** START OF ENTRIES **
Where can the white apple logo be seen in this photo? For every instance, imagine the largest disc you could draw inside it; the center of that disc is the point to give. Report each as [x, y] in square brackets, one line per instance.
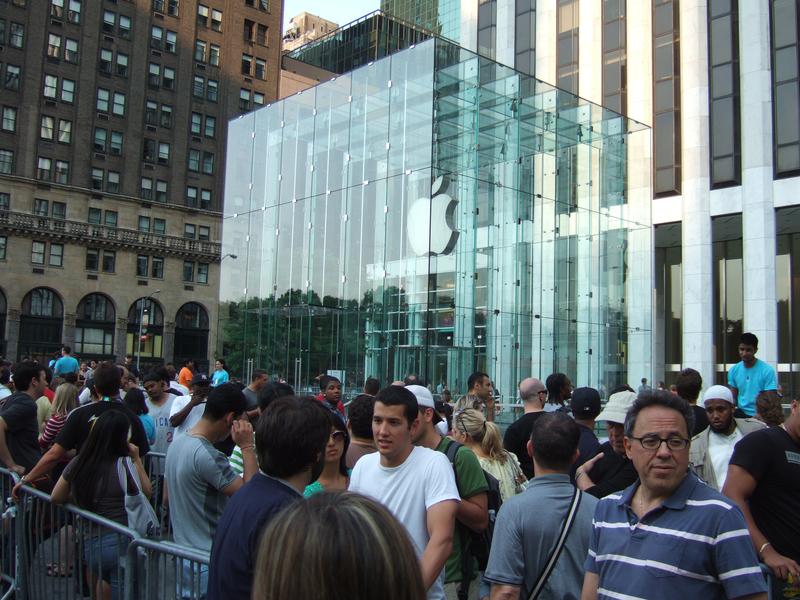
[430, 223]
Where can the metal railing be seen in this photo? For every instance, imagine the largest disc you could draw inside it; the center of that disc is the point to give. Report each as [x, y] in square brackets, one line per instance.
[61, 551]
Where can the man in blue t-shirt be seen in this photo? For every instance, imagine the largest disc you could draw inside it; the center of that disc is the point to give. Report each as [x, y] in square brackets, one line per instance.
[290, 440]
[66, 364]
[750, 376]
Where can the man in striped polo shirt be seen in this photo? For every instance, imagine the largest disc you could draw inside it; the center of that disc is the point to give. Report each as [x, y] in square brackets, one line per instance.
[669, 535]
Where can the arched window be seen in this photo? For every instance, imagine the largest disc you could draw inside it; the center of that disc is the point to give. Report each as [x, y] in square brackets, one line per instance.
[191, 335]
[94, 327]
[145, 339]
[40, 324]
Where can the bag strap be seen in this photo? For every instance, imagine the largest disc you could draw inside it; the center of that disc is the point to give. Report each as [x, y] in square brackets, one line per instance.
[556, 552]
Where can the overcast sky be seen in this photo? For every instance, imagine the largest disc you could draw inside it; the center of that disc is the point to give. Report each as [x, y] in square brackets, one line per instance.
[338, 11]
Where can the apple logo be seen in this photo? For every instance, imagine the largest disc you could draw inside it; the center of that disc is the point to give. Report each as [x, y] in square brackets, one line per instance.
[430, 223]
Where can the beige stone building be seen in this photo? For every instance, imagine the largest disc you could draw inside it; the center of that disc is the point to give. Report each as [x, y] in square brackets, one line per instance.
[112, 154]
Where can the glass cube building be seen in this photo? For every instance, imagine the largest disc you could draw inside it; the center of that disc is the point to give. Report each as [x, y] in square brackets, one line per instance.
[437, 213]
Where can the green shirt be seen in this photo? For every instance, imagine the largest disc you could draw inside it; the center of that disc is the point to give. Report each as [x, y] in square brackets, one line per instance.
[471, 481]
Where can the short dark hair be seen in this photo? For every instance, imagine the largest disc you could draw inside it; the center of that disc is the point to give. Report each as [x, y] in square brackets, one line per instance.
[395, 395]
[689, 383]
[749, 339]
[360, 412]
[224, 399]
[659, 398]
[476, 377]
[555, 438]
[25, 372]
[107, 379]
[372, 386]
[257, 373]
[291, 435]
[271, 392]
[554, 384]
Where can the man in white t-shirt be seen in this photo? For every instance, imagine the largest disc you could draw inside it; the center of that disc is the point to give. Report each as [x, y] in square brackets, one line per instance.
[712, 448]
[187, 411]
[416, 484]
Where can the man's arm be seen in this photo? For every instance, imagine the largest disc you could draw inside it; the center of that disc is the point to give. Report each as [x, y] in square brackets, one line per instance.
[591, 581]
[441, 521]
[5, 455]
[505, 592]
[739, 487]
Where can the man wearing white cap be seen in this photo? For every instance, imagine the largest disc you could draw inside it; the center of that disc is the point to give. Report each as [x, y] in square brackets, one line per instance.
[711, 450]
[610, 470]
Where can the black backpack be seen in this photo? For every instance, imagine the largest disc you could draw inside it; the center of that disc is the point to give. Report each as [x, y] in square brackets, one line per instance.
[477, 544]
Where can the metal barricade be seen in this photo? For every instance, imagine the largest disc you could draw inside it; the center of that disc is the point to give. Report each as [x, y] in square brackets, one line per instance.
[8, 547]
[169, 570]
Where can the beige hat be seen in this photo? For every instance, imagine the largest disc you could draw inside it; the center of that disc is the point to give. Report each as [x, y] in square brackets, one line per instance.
** END OF ENTRIES **
> TASK BRIEF: Pictures in the records should not appear in your copy, but everything else must be transcribed exactly.

> REPLY:
Where can the white apple logo be seen in this photo? For every instance, imagine the largest disc you could draw inside it; the center of that disc is the point to give. Report each as [x, y] in square brackets, one line per instance.
[430, 223]
Where can the metal railing be seen in this photo? For every instance, imagine the largest disc you could draw inside it; the center of that disc is the point to give. Report each as [x, y] in square brackets, one line per instance.
[61, 551]
Where can the man in blue t-shirt be seen in this photo? For every instance, imagine the largest disc you could draw inside it; the center of that disc is the point to give. Report each as [x, y] in square brackets, one line per instance.
[290, 440]
[66, 364]
[750, 376]
Where can the man in striped polo shirt be seen in this photo? For every instance, imagine the largest disc you could draw inside it; the center of that disc is the point to give. Report each as [x, y] in square brackets, one line per instance.
[669, 535]
Where can the arched window be seen in this photo? For every instance, imagine the largest disc you could draw inside it; the center of that disc is the point to give. Report each as [x, y] in square brackets, one line per instance.
[191, 335]
[94, 327]
[145, 339]
[40, 324]
Where can the bag strap be seen in this photo? For every instance, imagine the largest disc you could draw inside it; the center of that disc is the point to give. Report each as [x, y] in square brackets, one line per instance.
[556, 552]
Where can the overcast sky be seen in this photo? For every instance, imagine the largest disc you could draw inside it; the center of that disc is the point to give. Report each as [x, y] in square brackets, one line per instance.
[338, 11]
Where can the apple logo be seen in this photo? For every instance, imagine the largest disc you could draw inside it; the center of that disc is the point to give. Report each as [x, y] in square brackets, one line per instance.
[430, 223]
Where can the beige stone building be seen in this photo? For every instance, imagine the largest disc you could draw inside it; the center of that disc is the point to give. Report each as [x, y] in square brackets, one line per instance.
[112, 154]
Where can the glass cube building be seen in this photo? For every instance, imagine the largest disc you could draw inside it; the center of that disc is the point to give. Report each as [x, y] in square brackets, one line per instance.
[437, 213]
Where can the green shirt be seen in this photo? For every instance, imagine the largest disc you could draw inside it; the center of that disc is the point to give. Report each as [x, y] in square brackets, one line per instance.
[471, 481]
Where can the short dark hair be seen in this photo? For every instance, imagine the largest disc you could draw inside it; the center of that disc is the point to give. Report each as [x, y] in square brackets, one line per instance.
[395, 395]
[689, 383]
[749, 339]
[360, 412]
[224, 399]
[659, 398]
[476, 377]
[555, 438]
[25, 372]
[107, 379]
[372, 386]
[257, 373]
[291, 435]
[271, 392]
[554, 384]
Where can the man in white t-shirt be seen in this photo? For every instance, imagine the largest disc you could draw inside it; the center of that disc is the point to give. Report each as [x, y] in square brackets, one line per instance.
[712, 448]
[187, 411]
[416, 484]
Where can the man's arm be seen in this photo? For every instance, imagine the largest disc you could draw inside it; the center of that disc is the point to give. Report each as [x, y] in square brackets, one line per instance.
[591, 581]
[441, 521]
[5, 455]
[505, 592]
[739, 487]
Where can the man wearing white cap be seen in this photo? For every instance, imagine the largest disc you could draw inside it; the center of that disc is the point to give. Report each as [x, y] in square brackets, one line per instance.
[711, 450]
[610, 470]
Where can the black backpack be seen in this photo? For every instance, imagine the largest disc you could draw inside it; the center of that disc is the point to give. Report each as [x, y] in square brackets, one line per instance.
[477, 544]
Where can the metal barricade be seen in this photo? For every instance, imagine the largest disc you could draw inside it; the center of that disc is the point to give. Report each as [x, y] in square brackets, one line per instance.
[8, 547]
[169, 570]
Where can the beige hat be seen in this photo? For every instance, imagine the largest disc you could draw inside it; the center of that disc is the point to give. Report each as [x, y] in square brackets, one line per instance.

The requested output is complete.